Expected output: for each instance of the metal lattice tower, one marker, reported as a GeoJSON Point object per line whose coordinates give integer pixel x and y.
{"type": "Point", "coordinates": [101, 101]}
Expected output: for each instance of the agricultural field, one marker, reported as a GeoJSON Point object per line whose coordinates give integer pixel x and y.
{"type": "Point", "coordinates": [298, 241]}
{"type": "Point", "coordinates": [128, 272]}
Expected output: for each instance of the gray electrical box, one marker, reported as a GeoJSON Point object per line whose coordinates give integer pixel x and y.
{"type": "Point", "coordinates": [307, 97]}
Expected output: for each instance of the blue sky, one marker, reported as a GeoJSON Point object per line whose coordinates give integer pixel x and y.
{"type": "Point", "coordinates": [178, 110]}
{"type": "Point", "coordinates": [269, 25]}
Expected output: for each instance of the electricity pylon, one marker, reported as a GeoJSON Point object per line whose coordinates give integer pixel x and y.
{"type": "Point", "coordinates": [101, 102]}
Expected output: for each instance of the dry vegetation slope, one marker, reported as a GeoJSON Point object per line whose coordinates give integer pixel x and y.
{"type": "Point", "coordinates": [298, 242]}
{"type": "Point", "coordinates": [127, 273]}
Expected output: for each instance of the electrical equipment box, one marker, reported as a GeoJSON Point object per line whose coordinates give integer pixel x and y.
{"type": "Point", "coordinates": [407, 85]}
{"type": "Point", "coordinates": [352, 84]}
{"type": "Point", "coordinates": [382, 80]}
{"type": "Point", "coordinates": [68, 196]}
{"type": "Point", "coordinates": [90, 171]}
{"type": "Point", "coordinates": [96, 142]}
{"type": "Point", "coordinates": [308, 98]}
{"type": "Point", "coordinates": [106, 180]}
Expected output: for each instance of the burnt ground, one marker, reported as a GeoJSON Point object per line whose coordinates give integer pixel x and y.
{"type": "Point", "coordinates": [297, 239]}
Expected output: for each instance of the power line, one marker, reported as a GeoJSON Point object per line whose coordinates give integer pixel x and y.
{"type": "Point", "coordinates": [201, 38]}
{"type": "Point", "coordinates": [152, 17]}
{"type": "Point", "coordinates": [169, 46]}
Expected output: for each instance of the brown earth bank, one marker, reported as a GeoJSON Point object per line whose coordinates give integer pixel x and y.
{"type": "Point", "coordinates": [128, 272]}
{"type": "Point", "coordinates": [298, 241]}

* [EXERCISE] Reproduce all the records above, switching each "marker" to "point" and keeping everything else the same.

* [RESULT]
Expected output: for each instance of the metal lattice tower, one point, reported as a GeoJSON Point object per line whose coordinates give integer pixel x and y.
{"type": "Point", "coordinates": [101, 101]}
Expected output: for each instance of the agricultural field, one point, reported as a GeoJSON Point object per line whose coordinates give integer pixel x and y.
{"type": "Point", "coordinates": [298, 241]}
{"type": "Point", "coordinates": [128, 272]}
Expected output: for each instance of the gray electrical box, one point, reported as a GeoJSON Point object per line whose coordinates give integer pixel x and y.
{"type": "Point", "coordinates": [307, 97]}
Expected output: for each instance of the blue sky, one point, reported as a GeoJSON Point object per line whose coordinates give integer pixel x and y.
{"type": "Point", "coordinates": [178, 110]}
{"type": "Point", "coordinates": [269, 25]}
Expected output: for each instance of the electricity pylon, one point, reported as a GeoJSON Point object per line whose coordinates give integer pixel x and y.
{"type": "Point", "coordinates": [101, 102]}
Expected output: for each instance of the dry vegetation slope, one point, reported as a GeoJSON Point object per line whose coordinates give integer pixel x and y.
{"type": "Point", "coordinates": [298, 242]}
{"type": "Point", "coordinates": [127, 273]}
Expected output: for each instance of the electrical equipment box, one point, reported as a GeoJSON Point object per line whose coordinates give integer pixel x and y.
{"type": "Point", "coordinates": [407, 85]}
{"type": "Point", "coordinates": [352, 84]}
{"type": "Point", "coordinates": [382, 80]}
{"type": "Point", "coordinates": [68, 196]}
{"type": "Point", "coordinates": [90, 171]}
{"type": "Point", "coordinates": [96, 142]}
{"type": "Point", "coordinates": [308, 98]}
{"type": "Point", "coordinates": [106, 180]}
Expected output: for each instance of the burnt ground, one point, reported as a GeoJSON Point object per line whose coordinates give integer pixel x and y.
{"type": "Point", "coordinates": [297, 239]}
Expected output: for each instance of the power line, one point, reported as a GeoJSON Point object per line whose coordinates give integer pixel x and y.
{"type": "Point", "coordinates": [201, 38]}
{"type": "Point", "coordinates": [152, 17]}
{"type": "Point", "coordinates": [169, 46]}
Expected output: for each instance of the brown earth bank, one point, reported as a GeoJSON Point object per line whose coordinates give integer pixel x and y.
{"type": "Point", "coordinates": [128, 272]}
{"type": "Point", "coordinates": [298, 241]}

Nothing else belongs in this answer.